给定文本.

◇ ◇ ◇ ◇ ◇

获得Block对象的核心方法是findBlock方法。通过比较各个block在整个文件中的位移来确定当前位移在哪个block中

 

2.获得datanode

static DatanodeInfo bestNode(DatanodeInfo nodes[], 
                               AbstractMap<DatanodeInfo, DatanodeInfo> deadNodes)
                               throws IOException {
    if (nodes != null) { 
      for (int i = 0; i < nodes.length; i++) {
        if (!deadNodes.containsKey(nodes[i])) {
          return nodes[i];
        }
      }
    }
    throw new IOException("No live nodes contain current block");
  }

获得best的datanode很简单。就是遍历该block所有的datanode,按顺序取最前面的。不过,其实在namenode端返回datanodeList时就是按照优先级顺序返回的。

 

private DNAddrPair chooseDataNode(LocatedBlock block)
    throws IOException {
    while (true) {
      DatanodeInfo[] nodes = block.getLocations();
      try {
        DatanodeInfo chosenNode = bestNode(nodes, deadNodes);
        final String dnAddr =
            chosenNode.getXferAddr(dfsClient.connectToDnViaHostname());
        if (DFSClient.LOG.isDebugEnabled()) {
          DFSClient.LOG.debug("Connecting to datanode " + dnAddr);
        }
        InetSocketAddress targetAddr = NetUtils.createSocketAddr(dnAddr);
        return new DNAddrPair(chosenNode, targetAddr);
      } catch (IOException ie) {
        String blockInfo = block.getBlock() + " file=" + src;
        if (failures >= dfsClient.getMaxBlockAcquireFailures()) {
          throw new BlockMissingException(src, "Could not obtain block: " + blockInfo,
                                          block.getStartOffset());
        }
        
        if (nodes == null || nodes.length == 0) {
          DFSClient.LOG.info("No node available for block: " + blockInfo);
        }
        DFSClient.LOG.info("Could not obtain block " + block.getBlock()
            + " from any node: " + ie
            + ". Will get new block locations from namenode and retry...");
        try {
          // Introducing a random factor to the wait time before another retry.
          // The wait time is dependent on # of failures and a random factor.
          // At the first time of getting a BlockMissingException, the wait time
          // is a random number between 0..3000 ms. If the first retry
          // still fails, we will wait 3000 ms grace period before the 2nd retry.

◇ ◇ ◇ ◇ ◇

记录.

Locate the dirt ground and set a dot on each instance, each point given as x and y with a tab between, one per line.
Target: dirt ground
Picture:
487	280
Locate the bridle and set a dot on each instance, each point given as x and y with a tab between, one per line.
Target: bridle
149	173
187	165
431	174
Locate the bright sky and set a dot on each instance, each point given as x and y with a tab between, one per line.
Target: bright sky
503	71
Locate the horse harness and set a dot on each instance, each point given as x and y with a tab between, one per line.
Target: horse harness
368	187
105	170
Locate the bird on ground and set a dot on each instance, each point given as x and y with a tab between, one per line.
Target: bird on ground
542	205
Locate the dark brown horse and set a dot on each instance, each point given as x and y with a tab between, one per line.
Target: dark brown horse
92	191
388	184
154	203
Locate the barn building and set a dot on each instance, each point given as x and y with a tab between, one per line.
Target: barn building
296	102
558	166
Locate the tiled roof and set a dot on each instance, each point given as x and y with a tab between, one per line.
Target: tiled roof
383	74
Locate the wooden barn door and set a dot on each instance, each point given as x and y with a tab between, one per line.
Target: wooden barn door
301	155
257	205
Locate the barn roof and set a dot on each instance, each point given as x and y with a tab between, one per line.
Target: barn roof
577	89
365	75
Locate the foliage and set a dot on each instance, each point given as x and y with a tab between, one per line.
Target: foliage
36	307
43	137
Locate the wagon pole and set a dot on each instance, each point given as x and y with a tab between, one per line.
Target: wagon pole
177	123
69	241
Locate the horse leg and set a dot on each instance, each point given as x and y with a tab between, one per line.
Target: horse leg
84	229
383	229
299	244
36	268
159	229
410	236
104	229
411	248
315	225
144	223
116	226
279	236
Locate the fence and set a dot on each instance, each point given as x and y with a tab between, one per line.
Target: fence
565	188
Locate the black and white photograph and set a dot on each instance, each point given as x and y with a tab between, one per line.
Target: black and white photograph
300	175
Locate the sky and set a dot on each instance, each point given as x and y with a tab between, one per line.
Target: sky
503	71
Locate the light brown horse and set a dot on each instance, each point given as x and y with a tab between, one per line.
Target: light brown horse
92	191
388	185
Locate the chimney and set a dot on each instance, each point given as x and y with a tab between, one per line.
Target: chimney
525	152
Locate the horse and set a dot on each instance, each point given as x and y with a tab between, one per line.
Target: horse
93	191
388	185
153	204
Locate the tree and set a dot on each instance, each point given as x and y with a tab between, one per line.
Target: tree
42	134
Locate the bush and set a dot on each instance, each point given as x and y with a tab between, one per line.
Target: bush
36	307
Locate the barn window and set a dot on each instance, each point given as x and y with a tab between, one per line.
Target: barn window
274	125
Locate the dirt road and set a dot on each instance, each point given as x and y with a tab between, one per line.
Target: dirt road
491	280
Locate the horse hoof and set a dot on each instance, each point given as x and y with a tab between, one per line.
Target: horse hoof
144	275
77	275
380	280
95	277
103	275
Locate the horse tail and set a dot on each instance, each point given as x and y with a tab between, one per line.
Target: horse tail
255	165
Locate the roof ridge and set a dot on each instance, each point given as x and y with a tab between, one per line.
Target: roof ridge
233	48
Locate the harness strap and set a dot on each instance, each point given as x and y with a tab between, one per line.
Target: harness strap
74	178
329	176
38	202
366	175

◇ ◇ ◇ ◇ ◇

任务 A. 对照关于选择datanode的文本，判断下列各项是否与之相符，每项答“是”或“否”，并引用文中起决定作用的原句。(i) bestNode会跳过deadNodes中已有的节点，返回第一个不在其中的节点。(ii) namenode返回datanode列表时不考虑任何顺序。(iii) 若所有节点都在deadNodes中，bestNode返回null。
任务 B. 请续写关于选择datanode的文本，从它停下的地方往下写。

回答 A.
(i) 是：“if (!deadNodes.containsKey(nodes[i])) {”
(ii) 否：“其实在namenode端返回datanodeList时就是按照优先级顺序返回的”
(iii) 否：“throw new IOException("No live nodes contain current block");”

回答 B.
          // Also at the second retry, the waiting window is expanded to 6000 ms
          // alleviating the request rate from the server. Similarly the 3rd retry
          // will wait 6000ms grace period before retry and the waiting window is
          // expanded to 9000ms. 
          double waitTime = timeWindow * failures +       // grace period for the last round of attempt
            timeWindow * (failures + 1) * DFSUtil.getRandom().nextDouble(); // expanding time window for each failure
          DFSClient.LOG.warn("DFS chooseDataNode: got # " + (failures + 1) + " IOException, will wait for " + waitTime + " msec.");
          Thread.sleep((long)waitTime);
        } catch (InterruptedException iex) {
        }
        deadNodes.clear(); //2nd option is to remove only nodes[blockId]
        openInfo();
        block = getBlockAt(block.getStartOffset(), false);
        failures++;
        continue;
    }
    }
  } 

这边主要是创建datanode的socket失败的重试,采取了graceful的sleep方式,可以学习一下,不过好像实际sleep的方式跟注释中描述的不一样。

 

3.创建BlockReader

// Can't local read a block under construction, see HDFS-2757
    if (dfsClient.shouldTryShortCircuitRead(dnAddr) &&
        !blockUnderConstruction()) {
      return DFSClient.getLocalBlockReader(dfsClient.conf, src, block,
          blockToken, chosenNode, dfsClient.hdfsTimeout, startOffset,
          dfsClient.connectToDnViaHostname());
    }

ShortCircuitRead是hadoop的一个优化。在client与datanode在同一台机器时会直接读本地文件而不是通过socket向datanode读取block。

// Allow retry since there is no way of knowing whether the cached socket
    // is good until we actually use it.
    for (int retries = 0; retries <= nCachedConnRetry && fromCache; ++retries) {
      SocketAndStreams sockAndStreams = null;
      // Don't use the cache on the last attempt - it's possible that there
      // are arbitrarily many unusable sockets in the cache, but we don't
      // want to fail the read.
      if (retries < nCachedConnRetry) {
        sockAndStreams = socketCache.get(dnAddr);
      }
      Socket sock;
      if (sockAndStreams == null) {
        fromCache = false;

        sock = dfsClient.socketFactory.createSocket();
        
        // TCP_NODELAY is crucial here because of bad interactions between
        // Nagle's Algorithm and Delayed ACKs. With connection keepalive
        // between the client and DN, the conversation looks like:
        //   1. Client -> DN: Read block X
        //   2. DN -> Client: data for block X
        //   3. Client -> DN: Status OK (successful read)
        //   4. Client -> DN: Read block Y
        // The fact that step #3 and #4 are both in the client->DN direction
        // triggers Nagling. If the DN is using delayed ACKs, this results
        // in a delay of 40ms or more.
        //
        // TCP_NODELAY disables nagling and thus avoids this performance
        // disaster.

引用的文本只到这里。